[Opening TEXT SECTION section]

Researchers have made a new discovery in coping with the Malaria disease. They have come to know about a new vaccine which could help increase the immunity of our body against the parasitic disease.

Currently, the cytomegalovirus-based platform has been used in the treatment against HIV and tuberculosis. Every year, all over the world, a large number of people fall prey to malaria which could even lead to an increase in the death cases. However, with the introduction of this CMV based malaria vaccine, one could get long-lasting immunity against this mosquito disease. The researches have further assured that this vaccine reduces the release of malaria-causing parasite from liver and into the blood of infected rhesus macaques by about 80%.

A professor at the Oregon Health and Science University in USA, Klaus Fruh shared, ”The problem with most vaccines is that their effectiveness is often short-lived. Our cytomegalovirus-based vaccine platform can create and keep immunity for life. With further research and development, it could offer a lifetime of protection against malaria.”

[Closing TEXT SECTION section]
[Opening EXCERPTED DATA section]

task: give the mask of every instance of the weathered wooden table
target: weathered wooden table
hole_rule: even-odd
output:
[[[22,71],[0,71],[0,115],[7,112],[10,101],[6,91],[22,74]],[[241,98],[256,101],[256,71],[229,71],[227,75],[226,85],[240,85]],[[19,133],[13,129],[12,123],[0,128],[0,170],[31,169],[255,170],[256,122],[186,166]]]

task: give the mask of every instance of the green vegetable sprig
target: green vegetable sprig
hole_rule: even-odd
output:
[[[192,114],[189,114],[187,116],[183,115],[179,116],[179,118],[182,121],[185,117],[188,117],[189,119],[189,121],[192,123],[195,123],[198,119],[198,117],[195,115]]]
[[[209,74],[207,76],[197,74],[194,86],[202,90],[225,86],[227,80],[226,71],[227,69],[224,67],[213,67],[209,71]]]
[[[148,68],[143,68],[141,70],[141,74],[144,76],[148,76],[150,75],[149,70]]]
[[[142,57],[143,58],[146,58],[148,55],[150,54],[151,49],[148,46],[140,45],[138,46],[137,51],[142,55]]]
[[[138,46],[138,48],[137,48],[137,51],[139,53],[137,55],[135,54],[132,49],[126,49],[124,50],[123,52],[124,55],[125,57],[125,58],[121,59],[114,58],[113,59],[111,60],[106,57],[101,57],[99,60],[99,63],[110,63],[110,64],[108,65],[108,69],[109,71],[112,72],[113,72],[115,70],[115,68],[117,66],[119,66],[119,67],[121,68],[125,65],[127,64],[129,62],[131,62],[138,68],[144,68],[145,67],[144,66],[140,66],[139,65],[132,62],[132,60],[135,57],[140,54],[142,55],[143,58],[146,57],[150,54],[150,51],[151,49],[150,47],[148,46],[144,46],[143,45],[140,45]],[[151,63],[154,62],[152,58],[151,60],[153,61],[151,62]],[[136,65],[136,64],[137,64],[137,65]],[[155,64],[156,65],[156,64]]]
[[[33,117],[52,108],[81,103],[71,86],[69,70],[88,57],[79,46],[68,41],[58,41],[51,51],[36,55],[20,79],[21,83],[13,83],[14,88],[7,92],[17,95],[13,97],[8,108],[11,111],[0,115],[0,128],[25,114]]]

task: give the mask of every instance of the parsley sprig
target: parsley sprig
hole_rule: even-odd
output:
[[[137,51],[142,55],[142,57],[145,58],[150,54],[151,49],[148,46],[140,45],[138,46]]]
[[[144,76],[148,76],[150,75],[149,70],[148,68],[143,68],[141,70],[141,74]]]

[Closing EXCERPTED DATA section]

REQUIRED ACTIONS:
1: In the malaria vaccine text, by about how much did the vaccine cut the release of the malaria-causing parasite from the liver into the blood of infected rhesus macaques?
2: According to the malaria vaccine text, why does Klaus Fruh present the cytomegalovirus-based platform as an improvement over most vaccines?

SOLVED TASKS:
1: By about 80%.

2: He says the effectiveness of most vaccines is often short-lived. The cytomegalovirus-based platform can create and keep immunity for life. With further research and development, it could therefore offer a lifetime of protection against malaria.